YOUR TASK =>
A word-for-word copy of the records below is required.

(Records drawn from a dataset)
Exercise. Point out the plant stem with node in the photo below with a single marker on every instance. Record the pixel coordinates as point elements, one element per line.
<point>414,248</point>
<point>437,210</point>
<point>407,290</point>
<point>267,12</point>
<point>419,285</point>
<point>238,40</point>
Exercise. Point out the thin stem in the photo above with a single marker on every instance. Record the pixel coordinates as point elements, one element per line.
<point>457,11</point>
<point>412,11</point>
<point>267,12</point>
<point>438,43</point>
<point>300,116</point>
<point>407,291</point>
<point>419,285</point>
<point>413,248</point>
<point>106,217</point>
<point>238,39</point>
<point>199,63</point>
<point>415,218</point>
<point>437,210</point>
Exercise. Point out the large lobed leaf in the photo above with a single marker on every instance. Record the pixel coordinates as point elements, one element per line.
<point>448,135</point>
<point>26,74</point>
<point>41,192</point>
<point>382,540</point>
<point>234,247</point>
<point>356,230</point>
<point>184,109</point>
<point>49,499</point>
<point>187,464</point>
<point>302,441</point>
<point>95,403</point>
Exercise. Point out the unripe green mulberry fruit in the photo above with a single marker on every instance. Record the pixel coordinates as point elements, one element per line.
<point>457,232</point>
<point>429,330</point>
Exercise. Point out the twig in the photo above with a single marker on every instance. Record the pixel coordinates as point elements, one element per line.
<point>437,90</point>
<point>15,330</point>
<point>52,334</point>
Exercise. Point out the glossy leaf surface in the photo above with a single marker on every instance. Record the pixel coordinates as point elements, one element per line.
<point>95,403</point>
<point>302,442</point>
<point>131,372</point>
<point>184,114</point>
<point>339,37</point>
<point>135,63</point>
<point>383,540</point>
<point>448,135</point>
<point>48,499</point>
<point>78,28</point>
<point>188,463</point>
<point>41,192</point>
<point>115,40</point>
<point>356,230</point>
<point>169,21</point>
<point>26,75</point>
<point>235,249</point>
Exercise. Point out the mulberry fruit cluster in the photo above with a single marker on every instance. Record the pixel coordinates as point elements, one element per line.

WRITTEN REPLY =>
Exercise. Point out the plant stem with node in the photo below with a single marker on every instance. Record the pixel coordinates as point elements, one element per line.
<point>414,248</point>
<point>437,210</point>
<point>407,290</point>
<point>267,12</point>
<point>419,285</point>
<point>238,40</point>
Exercise. Point out the thin stem in the photo above with a single marker on every instance. Record the pixel coordinates as point elements, one element per line.
<point>457,11</point>
<point>412,11</point>
<point>267,12</point>
<point>438,43</point>
<point>300,116</point>
<point>407,291</point>
<point>419,285</point>
<point>413,248</point>
<point>106,217</point>
<point>238,39</point>
<point>199,63</point>
<point>415,218</point>
<point>437,210</point>
Exercise. Point out the large lobed leaf in the photo above with a single marker on every instance. Record the pixel coordinates as point elements, one element per line.
<point>448,135</point>
<point>26,74</point>
<point>41,192</point>
<point>382,540</point>
<point>234,247</point>
<point>356,230</point>
<point>184,109</point>
<point>49,499</point>
<point>187,464</point>
<point>302,441</point>
<point>95,403</point>
Exercise. Point out the unripe green mulberry fruit in the photo above with a single marker on every instance. Record the pixel coordinates as point elements, one element per line.
<point>457,232</point>
<point>429,330</point>
Exercise. Point out the twig in the photo above with a single marker on every instance. Record the pixel coordinates as point elements, one element per line.
<point>437,90</point>
<point>15,330</point>
<point>52,334</point>
Exercise. Point out the glossy leaf surface in the photo above with a single marker on every instance. Record the pixel coordinates as point elements, one element per line.
<point>95,403</point>
<point>302,442</point>
<point>131,372</point>
<point>184,114</point>
<point>339,37</point>
<point>135,63</point>
<point>383,540</point>
<point>448,135</point>
<point>48,499</point>
<point>78,28</point>
<point>188,463</point>
<point>41,192</point>
<point>115,40</point>
<point>356,230</point>
<point>169,21</point>
<point>26,75</point>
<point>235,249</point>
Exercise. Point out the mulberry fruit cluster in the photo above with a single marker on every instance. Record the pixel coordinates as point elements, one element per line.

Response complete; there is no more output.